**The records**:
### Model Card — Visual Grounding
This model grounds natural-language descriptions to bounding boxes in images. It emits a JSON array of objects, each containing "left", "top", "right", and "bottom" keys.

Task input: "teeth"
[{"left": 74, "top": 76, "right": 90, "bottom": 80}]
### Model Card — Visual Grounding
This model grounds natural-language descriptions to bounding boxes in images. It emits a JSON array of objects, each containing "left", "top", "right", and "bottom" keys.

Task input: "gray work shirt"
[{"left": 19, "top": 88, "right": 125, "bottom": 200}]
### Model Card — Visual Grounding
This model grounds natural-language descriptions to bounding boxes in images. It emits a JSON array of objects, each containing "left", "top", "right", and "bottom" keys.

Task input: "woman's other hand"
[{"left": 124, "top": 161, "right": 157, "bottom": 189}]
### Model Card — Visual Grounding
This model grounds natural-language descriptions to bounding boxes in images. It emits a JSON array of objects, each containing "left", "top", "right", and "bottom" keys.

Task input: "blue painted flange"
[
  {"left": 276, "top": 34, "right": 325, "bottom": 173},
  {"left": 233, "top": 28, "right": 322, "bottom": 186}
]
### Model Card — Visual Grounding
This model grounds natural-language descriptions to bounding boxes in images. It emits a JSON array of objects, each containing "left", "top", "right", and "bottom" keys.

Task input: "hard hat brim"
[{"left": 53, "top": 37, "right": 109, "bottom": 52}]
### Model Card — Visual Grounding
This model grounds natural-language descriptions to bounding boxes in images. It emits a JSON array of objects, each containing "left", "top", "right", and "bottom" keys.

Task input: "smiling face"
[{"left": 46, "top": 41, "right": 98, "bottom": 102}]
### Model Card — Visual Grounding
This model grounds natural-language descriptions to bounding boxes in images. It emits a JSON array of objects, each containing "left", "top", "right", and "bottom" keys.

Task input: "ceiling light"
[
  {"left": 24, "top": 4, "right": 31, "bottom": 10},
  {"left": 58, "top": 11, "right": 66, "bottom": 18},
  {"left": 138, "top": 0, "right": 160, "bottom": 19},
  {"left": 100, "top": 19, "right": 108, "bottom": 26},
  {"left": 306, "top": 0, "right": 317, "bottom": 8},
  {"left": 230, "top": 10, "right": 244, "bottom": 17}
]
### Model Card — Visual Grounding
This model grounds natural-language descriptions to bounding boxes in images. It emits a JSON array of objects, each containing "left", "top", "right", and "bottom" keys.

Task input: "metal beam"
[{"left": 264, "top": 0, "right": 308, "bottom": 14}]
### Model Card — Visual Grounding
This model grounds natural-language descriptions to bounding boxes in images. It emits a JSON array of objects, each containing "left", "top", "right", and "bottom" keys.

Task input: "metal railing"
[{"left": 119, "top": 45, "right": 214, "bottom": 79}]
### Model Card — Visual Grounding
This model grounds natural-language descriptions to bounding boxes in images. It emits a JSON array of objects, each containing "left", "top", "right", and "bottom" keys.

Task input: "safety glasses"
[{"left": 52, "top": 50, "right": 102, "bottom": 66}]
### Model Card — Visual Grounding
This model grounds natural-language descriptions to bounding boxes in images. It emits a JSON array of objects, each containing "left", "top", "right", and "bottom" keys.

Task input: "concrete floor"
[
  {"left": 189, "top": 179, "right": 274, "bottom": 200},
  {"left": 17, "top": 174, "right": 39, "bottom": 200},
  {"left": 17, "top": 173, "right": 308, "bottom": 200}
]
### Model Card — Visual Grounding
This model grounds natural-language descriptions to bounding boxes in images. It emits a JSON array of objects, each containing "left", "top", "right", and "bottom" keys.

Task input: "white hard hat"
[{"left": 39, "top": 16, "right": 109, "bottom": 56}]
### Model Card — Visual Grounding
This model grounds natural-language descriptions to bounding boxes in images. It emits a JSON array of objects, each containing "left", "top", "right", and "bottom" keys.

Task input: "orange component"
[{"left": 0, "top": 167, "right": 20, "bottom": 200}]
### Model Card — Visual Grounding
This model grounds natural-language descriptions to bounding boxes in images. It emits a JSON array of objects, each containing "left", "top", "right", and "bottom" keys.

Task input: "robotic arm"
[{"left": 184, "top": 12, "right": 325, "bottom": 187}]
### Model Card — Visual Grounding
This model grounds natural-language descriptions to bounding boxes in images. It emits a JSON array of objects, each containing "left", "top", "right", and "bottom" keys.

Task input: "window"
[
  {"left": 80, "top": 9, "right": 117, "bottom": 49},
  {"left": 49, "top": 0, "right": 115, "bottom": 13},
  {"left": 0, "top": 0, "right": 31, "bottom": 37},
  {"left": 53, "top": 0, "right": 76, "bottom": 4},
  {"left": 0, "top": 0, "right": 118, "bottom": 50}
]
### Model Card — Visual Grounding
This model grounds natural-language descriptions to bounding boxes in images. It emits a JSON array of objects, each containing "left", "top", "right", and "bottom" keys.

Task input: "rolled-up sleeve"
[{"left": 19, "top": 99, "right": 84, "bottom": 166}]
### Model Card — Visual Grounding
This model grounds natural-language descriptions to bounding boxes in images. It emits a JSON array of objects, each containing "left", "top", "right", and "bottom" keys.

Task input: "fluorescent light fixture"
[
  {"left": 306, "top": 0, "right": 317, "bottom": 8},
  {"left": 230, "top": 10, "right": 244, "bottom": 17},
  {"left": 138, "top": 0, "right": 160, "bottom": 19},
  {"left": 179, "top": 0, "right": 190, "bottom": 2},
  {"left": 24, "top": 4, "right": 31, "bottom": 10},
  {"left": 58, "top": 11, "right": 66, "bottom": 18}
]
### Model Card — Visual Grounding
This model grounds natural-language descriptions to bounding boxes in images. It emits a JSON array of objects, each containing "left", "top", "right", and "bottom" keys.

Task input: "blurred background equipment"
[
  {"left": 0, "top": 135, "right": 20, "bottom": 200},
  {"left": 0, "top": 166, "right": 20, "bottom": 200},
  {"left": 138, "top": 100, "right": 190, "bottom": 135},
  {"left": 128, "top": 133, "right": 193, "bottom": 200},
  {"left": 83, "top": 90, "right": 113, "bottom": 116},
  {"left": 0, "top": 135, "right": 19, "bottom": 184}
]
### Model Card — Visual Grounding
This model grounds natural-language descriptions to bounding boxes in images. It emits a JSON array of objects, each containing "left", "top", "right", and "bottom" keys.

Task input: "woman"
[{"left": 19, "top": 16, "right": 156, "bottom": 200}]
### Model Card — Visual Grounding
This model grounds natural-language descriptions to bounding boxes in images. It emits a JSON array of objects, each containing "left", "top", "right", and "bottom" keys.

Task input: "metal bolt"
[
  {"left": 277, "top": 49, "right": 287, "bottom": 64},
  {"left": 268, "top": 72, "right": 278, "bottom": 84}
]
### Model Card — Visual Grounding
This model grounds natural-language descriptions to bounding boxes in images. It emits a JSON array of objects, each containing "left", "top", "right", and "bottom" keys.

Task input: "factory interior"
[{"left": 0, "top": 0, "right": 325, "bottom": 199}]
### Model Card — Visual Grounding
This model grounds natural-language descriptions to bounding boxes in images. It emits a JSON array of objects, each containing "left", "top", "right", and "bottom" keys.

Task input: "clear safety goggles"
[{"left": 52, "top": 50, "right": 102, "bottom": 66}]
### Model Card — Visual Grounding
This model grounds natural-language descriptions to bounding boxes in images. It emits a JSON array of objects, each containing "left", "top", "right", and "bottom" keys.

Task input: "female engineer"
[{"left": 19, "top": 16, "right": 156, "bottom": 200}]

**Exercise details**: Return all the data above, unaltered and complete.

**Task result**:
### Model Card — Visual Grounding
This model grounds natural-language descriptions to bounding boxes in images. It emits a JSON array of objects, each containing "left", "top", "right", and "bottom" keys.

Task input: "teeth"
[{"left": 74, "top": 76, "right": 90, "bottom": 80}]
### Model Card — Visual Grounding
This model grounds natural-language descriptions to bounding boxes in images. It emits a JSON array of objects, each containing "left", "top", "right", and "bottom" keys.

Task input: "gray work shirt"
[{"left": 19, "top": 88, "right": 125, "bottom": 200}]
### Model Card — Visual Grounding
This model grounds natural-language descriptions to bounding boxes in images. It emits a JSON array of objects, each containing "left", "top", "right", and "bottom" keys.

Task input: "woman's other hand"
[{"left": 124, "top": 161, "right": 157, "bottom": 189}]
### Model Card — Visual Grounding
This model grounds natural-language descriptions to bounding boxes in images. It emits a JSON array of objects, each containing "left", "top", "right", and "bottom" keys.

Task input: "blue painted flange"
[
  {"left": 276, "top": 34, "right": 325, "bottom": 173},
  {"left": 233, "top": 28, "right": 322, "bottom": 186}
]
### Model Card — Visual Grounding
This model grounds natural-language descriptions to bounding boxes in images. It emits a JSON array of objects, each containing "left", "top", "right", and "bottom" keys.

Task input: "hard hat brim"
[{"left": 53, "top": 37, "right": 109, "bottom": 52}]
### Model Card — Visual Grounding
This model grounds natural-language descriptions to bounding boxes in images. It emits a JSON array of objects, each containing "left", "top", "right", and "bottom" keys.

Task input: "smiling face"
[{"left": 46, "top": 41, "right": 98, "bottom": 102}]
### Model Card — Visual Grounding
This model grounds natural-language descriptions to bounding boxes in images. It emits a JSON array of objects, each containing "left", "top", "right", and "bottom" keys.

Task input: "ceiling light"
[
  {"left": 24, "top": 4, "right": 31, "bottom": 10},
  {"left": 58, "top": 11, "right": 66, "bottom": 18},
  {"left": 138, "top": 0, "right": 160, "bottom": 19},
  {"left": 100, "top": 19, "right": 108, "bottom": 26},
  {"left": 306, "top": 0, "right": 317, "bottom": 8},
  {"left": 230, "top": 10, "right": 244, "bottom": 17}
]
### Model Card — Visual Grounding
This model grounds natural-language descriptions to bounding boxes in images. It emits a JSON array of objects, each containing "left", "top", "right", and "bottom" keys.

Task input: "metal beam"
[{"left": 264, "top": 0, "right": 308, "bottom": 14}]
### Model Card — Visual Grounding
This model grounds natural-language descriptions to bounding boxes in images. It emits a JSON array of objects, each containing "left", "top", "right", and "bottom" keys.

Task input: "metal railing"
[{"left": 119, "top": 45, "right": 214, "bottom": 79}]
### Model Card — Visual Grounding
This model grounds natural-language descriptions to bounding boxes in images. It emits a JSON array of objects, each containing "left", "top", "right", and "bottom" keys.

Task input: "safety glasses"
[{"left": 52, "top": 50, "right": 102, "bottom": 66}]
### Model Card — Visual Grounding
This model grounds natural-language descriptions to bounding boxes in images. It emits a JSON array of objects, each containing "left", "top", "right", and "bottom" keys.

Task input: "concrete floor"
[
  {"left": 189, "top": 179, "right": 274, "bottom": 200},
  {"left": 17, "top": 174, "right": 39, "bottom": 200},
  {"left": 17, "top": 173, "right": 308, "bottom": 200}
]
### Model Card — Visual Grounding
This model grounds natural-language descriptions to bounding boxes in images. It emits a JSON array of objects, each containing "left", "top", "right", and "bottom" keys.

Task input: "white hard hat"
[{"left": 39, "top": 16, "right": 109, "bottom": 56}]
### Model Card — Visual Grounding
This model grounds natural-language descriptions to bounding boxes in images. It emits a JSON array of objects, each containing "left", "top", "right", and "bottom" keys.

Task input: "orange component"
[{"left": 0, "top": 167, "right": 20, "bottom": 200}]
### Model Card — Visual Grounding
This model grounds natural-language descriptions to bounding boxes in images. It emits a JSON array of objects, each containing "left", "top", "right", and "bottom" keys.

Task input: "robotic arm"
[{"left": 184, "top": 12, "right": 325, "bottom": 187}]
### Model Card — Visual Grounding
This model grounds natural-language descriptions to bounding boxes in images. It emits a JSON array of objects, each containing "left", "top", "right", and "bottom" keys.

Task input: "window"
[
  {"left": 80, "top": 9, "right": 117, "bottom": 49},
  {"left": 49, "top": 0, "right": 115, "bottom": 13},
  {"left": 0, "top": 0, "right": 31, "bottom": 37},
  {"left": 53, "top": 0, "right": 76, "bottom": 4},
  {"left": 0, "top": 0, "right": 118, "bottom": 50}
]
### Model Card — Visual Grounding
This model grounds natural-language descriptions to bounding boxes in images. It emits a JSON array of objects, each containing "left", "top", "right", and "bottom" keys.

Task input: "rolled-up sleeve"
[{"left": 19, "top": 99, "right": 84, "bottom": 166}]
### Model Card — Visual Grounding
This model grounds natural-language descriptions to bounding boxes in images. It emits a JSON array of objects, each containing "left", "top", "right", and "bottom" keys.

Task input: "fluorescent light fixture"
[
  {"left": 306, "top": 0, "right": 317, "bottom": 8},
  {"left": 230, "top": 10, "right": 244, "bottom": 17},
  {"left": 138, "top": 0, "right": 160, "bottom": 19},
  {"left": 179, "top": 0, "right": 190, "bottom": 2},
  {"left": 24, "top": 4, "right": 31, "bottom": 10},
  {"left": 58, "top": 11, "right": 66, "bottom": 18}
]
### Model Card — Visual Grounding
This model grounds natural-language descriptions to bounding boxes in images. It emits a JSON array of objects, each containing "left", "top", "right", and "bottom" keys.

Task input: "blurred background equipment"
[
  {"left": 0, "top": 135, "right": 20, "bottom": 200},
  {"left": 0, "top": 166, "right": 20, "bottom": 200},
  {"left": 138, "top": 100, "right": 190, "bottom": 135},
  {"left": 128, "top": 133, "right": 193, "bottom": 200},
  {"left": 83, "top": 90, "right": 113, "bottom": 116},
  {"left": 0, "top": 135, "right": 19, "bottom": 184}
]
### Model Card — Visual Grounding
This model grounds natural-language descriptions to bounding boxes in images. It emits a JSON array of objects, each containing "left", "top", "right", and "bottom" keys.

Task input: "woman"
[{"left": 19, "top": 16, "right": 156, "bottom": 200}]
### Model Card — Visual Grounding
This model grounds natural-language descriptions to bounding boxes in images. It emits a JSON array of objects, each containing "left", "top", "right", and "bottom" keys.

Task input: "metal bolt"
[
  {"left": 277, "top": 49, "right": 287, "bottom": 64},
  {"left": 268, "top": 72, "right": 278, "bottom": 84}
]
### Model Card — Visual Grounding
This model grounds natural-language descriptions to bounding boxes in images. It emits a JSON array of objects, each containing "left", "top", "right", and "bottom" keys.

Task input: "factory interior"
[{"left": 0, "top": 0, "right": 325, "bottom": 199}]
### Model Card — Visual Grounding
This model grounds natural-language descriptions to bounding boxes in images. It emits a JSON array of objects, each containing "left", "top", "right", and "bottom" keys.

Task input: "clear safety goggles"
[{"left": 52, "top": 50, "right": 102, "bottom": 66}]
### Model Card — Visual Grounding
This model grounds natural-language descriptions to bounding boxes in images. It emits a JSON array of objects, each containing "left", "top", "right", and "bottom" keys.

Task input: "female engineer"
[{"left": 19, "top": 16, "right": 156, "bottom": 200}]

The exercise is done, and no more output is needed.